* [Stated task] Restate the entries below verbatim.

* [Data shown]
_ _ _ _
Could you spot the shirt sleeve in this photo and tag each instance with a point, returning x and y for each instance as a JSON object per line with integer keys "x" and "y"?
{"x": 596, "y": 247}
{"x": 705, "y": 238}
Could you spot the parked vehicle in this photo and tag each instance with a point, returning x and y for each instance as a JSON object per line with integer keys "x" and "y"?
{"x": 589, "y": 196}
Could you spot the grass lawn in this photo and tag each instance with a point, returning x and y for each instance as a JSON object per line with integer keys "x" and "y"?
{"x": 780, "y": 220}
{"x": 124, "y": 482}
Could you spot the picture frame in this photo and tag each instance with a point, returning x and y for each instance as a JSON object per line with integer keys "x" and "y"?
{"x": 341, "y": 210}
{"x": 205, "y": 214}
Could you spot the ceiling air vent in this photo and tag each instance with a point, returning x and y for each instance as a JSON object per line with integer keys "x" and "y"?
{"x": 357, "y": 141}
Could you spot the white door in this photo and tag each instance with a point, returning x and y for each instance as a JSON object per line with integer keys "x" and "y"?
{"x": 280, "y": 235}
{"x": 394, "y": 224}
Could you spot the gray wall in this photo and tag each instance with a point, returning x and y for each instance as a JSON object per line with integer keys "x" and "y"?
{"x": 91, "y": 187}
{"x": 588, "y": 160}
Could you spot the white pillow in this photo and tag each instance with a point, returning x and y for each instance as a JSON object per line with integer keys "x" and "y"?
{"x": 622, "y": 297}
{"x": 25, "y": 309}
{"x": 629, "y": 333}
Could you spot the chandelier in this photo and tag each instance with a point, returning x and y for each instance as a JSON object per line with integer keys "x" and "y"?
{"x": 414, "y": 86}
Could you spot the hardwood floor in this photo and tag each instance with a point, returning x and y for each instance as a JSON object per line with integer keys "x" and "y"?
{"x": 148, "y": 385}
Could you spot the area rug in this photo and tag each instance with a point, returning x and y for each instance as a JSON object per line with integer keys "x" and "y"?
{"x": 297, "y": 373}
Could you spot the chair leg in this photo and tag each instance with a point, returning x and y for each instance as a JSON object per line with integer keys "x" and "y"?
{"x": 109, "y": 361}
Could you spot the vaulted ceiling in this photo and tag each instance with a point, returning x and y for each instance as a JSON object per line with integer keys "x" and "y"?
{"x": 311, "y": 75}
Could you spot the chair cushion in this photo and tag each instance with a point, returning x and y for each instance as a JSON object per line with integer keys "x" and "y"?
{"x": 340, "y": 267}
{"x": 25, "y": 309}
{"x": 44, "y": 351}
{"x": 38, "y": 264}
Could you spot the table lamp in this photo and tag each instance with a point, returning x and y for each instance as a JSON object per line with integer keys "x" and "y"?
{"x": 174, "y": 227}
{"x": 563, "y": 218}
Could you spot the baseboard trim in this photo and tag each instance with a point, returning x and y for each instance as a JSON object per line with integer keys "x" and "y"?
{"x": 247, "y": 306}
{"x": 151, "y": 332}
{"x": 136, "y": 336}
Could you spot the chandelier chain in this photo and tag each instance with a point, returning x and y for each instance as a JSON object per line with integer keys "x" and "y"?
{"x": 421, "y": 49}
_ _ _ _
* [Solution for this task]
Could you spot the shirt sleeve in this photo and tag each instance with a point, returning x and y for each instance as a JSON object per line with integer keys "x" and "y"?
{"x": 596, "y": 247}
{"x": 705, "y": 238}
Could you spot the parked vehicle in this photo and tag each instance with a point, returning x and y for each instance as a JSON object per line with integer keys "x" and "y"?
{"x": 589, "y": 196}
Could you spot the grass lawn in this photo and tag each instance with a point, returning x and y for each instance as a JSON object per line with integer keys "x" and "y"?
{"x": 780, "y": 220}
{"x": 124, "y": 482}
Could you spot the picture frame in this photo and tag each instance with a point, returning x and y for each instance as a JSON object per line with integer keys "x" and "y"?
{"x": 341, "y": 210}
{"x": 205, "y": 214}
Could you spot the ceiling air vent in this photo and tag each instance with a point, returning x and y for each instance as a JSON object per line with integer keys "x" and "y"?
{"x": 357, "y": 141}
Could you spot the white door in this photo and tag each instance with a point, returning x and y for each instance as a JSON object per line with integer keys "x" and "y"?
{"x": 280, "y": 235}
{"x": 394, "y": 224}
Could you spot the gray wall in this photo and tag each instance with a point, returning x and y for each instance as a JSON object per line with integer keys "x" and "y"?
{"x": 91, "y": 187}
{"x": 588, "y": 160}
Could you spot the white pillow in this photo and tag each instance with a point, returning x and y for each instance as a JSON object per line with integer keys "x" and "y"?
{"x": 622, "y": 297}
{"x": 25, "y": 309}
{"x": 629, "y": 333}
Could you spot the chandelier in this photo and tag each instance with a point, returning x and y for each instance as a JSON object per line with integer keys "x" and "y"?
{"x": 414, "y": 86}
Could you spot the hardwood floor in this photo and tag each instance with a point, returning x and y for each instance as a JSON object per line with integer keys "x" and "y"?
{"x": 148, "y": 385}
Could you spot the area rug in this photo and tag each instance with a point, returning x and y for each instance as a JSON object per line with integer keys "x" and "y"?
{"x": 297, "y": 373}
Could you spot the chair leg in this photo and tag each instance with a point, returning x and y for each instance as a JSON object per line with integer keys "x" and "y"?
{"x": 109, "y": 361}
Could you spot the vaulted ceiling in this photo and tag each instance with a point, returning x and y for each instance as a JSON object per line with integer keys "x" and "y"?
{"x": 311, "y": 75}
Could you spot the chair cushion in this photo and tag each instance with a point, returning x and y for each instance as a JSON object per line with integer keys "x" and "y"?
{"x": 340, "y": 267}
{"x": 25, "y": 309}
{"x": 44, "y": 351}
{"x": 38, "y": 264}
Could you spot the table lamp in this photo and tag each instance with a point, returning x and y for each instance as a JSON object per line with integer keys "x" and "y"?
{"x": 174, "y": 227}
{"x": 563, "y": 218}
Could you spot the baseboard trim in this photo and tag each instance with a point, returning x and y for each instance as a JSON object per line with integer keys "x" and "y"?
{"x": 247, "y": 306}
{"x": 151, "y": 332}
{"x": 136, "y": 336}
Could you spot the chandelier chain in this photo and tag each instance with a point, returning x and y for each instance as a JSON object per line with integer keys "x" and "y"?
{"x": 421, "y": 49}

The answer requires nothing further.